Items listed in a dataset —
====

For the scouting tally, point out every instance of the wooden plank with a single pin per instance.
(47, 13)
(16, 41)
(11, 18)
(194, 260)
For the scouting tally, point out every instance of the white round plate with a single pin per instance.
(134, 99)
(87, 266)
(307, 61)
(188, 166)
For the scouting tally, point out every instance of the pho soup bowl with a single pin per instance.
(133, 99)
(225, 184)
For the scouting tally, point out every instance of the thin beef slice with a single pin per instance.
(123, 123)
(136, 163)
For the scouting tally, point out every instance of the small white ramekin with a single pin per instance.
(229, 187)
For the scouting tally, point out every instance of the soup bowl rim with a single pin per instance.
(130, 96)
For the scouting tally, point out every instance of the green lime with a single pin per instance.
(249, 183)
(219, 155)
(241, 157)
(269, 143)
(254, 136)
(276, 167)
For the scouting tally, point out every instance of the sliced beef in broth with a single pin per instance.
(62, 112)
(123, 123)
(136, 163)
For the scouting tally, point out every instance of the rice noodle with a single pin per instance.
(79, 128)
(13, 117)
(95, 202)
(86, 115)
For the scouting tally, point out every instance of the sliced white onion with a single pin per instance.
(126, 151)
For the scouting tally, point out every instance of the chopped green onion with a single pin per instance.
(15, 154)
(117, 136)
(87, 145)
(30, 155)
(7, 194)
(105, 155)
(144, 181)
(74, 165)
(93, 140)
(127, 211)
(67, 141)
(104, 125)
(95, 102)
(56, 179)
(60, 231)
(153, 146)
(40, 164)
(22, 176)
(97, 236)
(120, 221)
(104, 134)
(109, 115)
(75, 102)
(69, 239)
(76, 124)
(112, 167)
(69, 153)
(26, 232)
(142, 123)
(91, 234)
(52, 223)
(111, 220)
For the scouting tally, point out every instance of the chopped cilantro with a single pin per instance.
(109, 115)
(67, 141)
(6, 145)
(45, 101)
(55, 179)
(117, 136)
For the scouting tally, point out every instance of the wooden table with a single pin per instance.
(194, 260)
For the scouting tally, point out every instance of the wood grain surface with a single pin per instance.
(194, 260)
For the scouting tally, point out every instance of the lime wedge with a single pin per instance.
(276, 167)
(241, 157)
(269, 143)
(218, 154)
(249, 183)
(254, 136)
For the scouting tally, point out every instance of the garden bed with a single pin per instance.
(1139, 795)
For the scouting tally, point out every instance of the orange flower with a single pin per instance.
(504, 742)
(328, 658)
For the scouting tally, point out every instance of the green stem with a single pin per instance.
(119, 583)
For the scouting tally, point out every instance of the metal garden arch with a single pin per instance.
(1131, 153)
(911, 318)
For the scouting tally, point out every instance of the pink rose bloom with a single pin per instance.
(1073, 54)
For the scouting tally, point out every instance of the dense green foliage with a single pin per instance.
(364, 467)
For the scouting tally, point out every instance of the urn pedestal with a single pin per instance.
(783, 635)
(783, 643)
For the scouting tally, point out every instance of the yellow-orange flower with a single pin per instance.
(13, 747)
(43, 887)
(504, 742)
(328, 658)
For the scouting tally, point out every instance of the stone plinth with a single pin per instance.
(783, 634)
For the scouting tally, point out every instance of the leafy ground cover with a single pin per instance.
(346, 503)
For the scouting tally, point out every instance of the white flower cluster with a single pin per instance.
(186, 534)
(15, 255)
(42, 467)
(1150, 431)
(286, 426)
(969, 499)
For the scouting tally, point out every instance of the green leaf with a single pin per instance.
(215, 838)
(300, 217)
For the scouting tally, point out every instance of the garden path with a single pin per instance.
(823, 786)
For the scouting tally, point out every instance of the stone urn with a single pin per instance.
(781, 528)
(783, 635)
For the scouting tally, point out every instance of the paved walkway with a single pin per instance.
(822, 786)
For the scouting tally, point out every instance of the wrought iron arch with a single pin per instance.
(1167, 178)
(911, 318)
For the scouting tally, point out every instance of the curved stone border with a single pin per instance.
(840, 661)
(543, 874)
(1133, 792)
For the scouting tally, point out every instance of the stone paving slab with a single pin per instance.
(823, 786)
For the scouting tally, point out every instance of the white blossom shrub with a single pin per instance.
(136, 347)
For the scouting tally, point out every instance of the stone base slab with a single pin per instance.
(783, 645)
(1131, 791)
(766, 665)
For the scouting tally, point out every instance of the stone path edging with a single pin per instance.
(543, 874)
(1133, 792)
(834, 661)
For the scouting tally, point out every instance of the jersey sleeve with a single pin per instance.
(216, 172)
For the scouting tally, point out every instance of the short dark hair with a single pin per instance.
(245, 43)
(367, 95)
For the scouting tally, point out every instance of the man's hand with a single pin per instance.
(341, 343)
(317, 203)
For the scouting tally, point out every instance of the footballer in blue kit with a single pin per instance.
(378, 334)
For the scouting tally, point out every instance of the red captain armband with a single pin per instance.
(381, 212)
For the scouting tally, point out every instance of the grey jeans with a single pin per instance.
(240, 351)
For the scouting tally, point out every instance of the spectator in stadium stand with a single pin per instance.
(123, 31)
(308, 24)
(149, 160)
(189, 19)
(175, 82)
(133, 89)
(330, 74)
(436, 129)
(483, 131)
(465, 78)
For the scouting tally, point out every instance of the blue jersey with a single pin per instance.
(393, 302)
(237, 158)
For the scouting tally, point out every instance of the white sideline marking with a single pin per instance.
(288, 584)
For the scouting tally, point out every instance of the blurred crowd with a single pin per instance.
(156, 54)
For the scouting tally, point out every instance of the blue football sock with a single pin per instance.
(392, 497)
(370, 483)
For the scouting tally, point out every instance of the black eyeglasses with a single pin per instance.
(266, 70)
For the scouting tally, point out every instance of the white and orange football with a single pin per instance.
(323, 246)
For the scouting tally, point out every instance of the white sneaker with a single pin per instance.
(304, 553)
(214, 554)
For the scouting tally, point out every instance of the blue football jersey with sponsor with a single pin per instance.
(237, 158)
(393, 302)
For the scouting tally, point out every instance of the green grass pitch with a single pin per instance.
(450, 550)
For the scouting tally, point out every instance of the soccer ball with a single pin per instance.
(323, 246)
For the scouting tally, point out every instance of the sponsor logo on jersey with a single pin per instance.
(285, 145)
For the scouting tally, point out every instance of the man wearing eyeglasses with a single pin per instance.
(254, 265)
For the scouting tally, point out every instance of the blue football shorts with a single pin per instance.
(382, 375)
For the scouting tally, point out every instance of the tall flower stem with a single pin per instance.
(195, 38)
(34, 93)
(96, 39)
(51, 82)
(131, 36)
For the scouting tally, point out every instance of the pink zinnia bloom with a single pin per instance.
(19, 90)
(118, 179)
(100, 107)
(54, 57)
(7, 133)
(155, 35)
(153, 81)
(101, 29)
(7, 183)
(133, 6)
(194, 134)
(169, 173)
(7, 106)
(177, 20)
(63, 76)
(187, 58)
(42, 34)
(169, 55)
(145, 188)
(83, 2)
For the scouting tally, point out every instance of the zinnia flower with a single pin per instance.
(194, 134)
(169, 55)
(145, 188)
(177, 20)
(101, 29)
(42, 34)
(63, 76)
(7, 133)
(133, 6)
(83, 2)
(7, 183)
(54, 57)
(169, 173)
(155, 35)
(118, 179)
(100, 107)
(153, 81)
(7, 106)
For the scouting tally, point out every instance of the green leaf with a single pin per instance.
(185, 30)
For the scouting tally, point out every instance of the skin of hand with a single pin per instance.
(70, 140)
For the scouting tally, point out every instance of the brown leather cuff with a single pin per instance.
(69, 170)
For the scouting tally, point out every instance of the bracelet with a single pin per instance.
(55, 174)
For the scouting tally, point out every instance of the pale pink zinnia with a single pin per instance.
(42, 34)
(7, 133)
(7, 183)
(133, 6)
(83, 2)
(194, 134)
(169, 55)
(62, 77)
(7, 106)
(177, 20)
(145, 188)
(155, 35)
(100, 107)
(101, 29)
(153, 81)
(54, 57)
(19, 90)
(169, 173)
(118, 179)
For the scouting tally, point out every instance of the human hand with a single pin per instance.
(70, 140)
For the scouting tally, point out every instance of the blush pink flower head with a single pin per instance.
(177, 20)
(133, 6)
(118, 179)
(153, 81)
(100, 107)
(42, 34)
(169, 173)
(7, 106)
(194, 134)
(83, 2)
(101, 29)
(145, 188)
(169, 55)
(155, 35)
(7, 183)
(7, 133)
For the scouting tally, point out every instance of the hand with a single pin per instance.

====

WHAT YOU ARE ASKED TO DO — Give again only the lines of the material above that run from the one with "For the scouting tally, point out every instance of the human" through the end, both included, exactly as they appear.

THE OUTPUT —
For the scouting tally, point out every instance of the human hand with a single pin per instance.
(70, 140)
For the scouting tally, point out every instance of the blush pink flower head with a single pin per instance.
(177, 20)
(133, 6)
(118, 179)
(153, 81)
(100, 107)
(42, 34)
(169, 173)
(7, 106)
(194, 134)
(83, 2)
(101, 29)
(145, 188)
(169, 55)
(155, 35)
(7, 183)
(7, 133)
For the scouting tally, point out every instance of the hand with a single pin per instance.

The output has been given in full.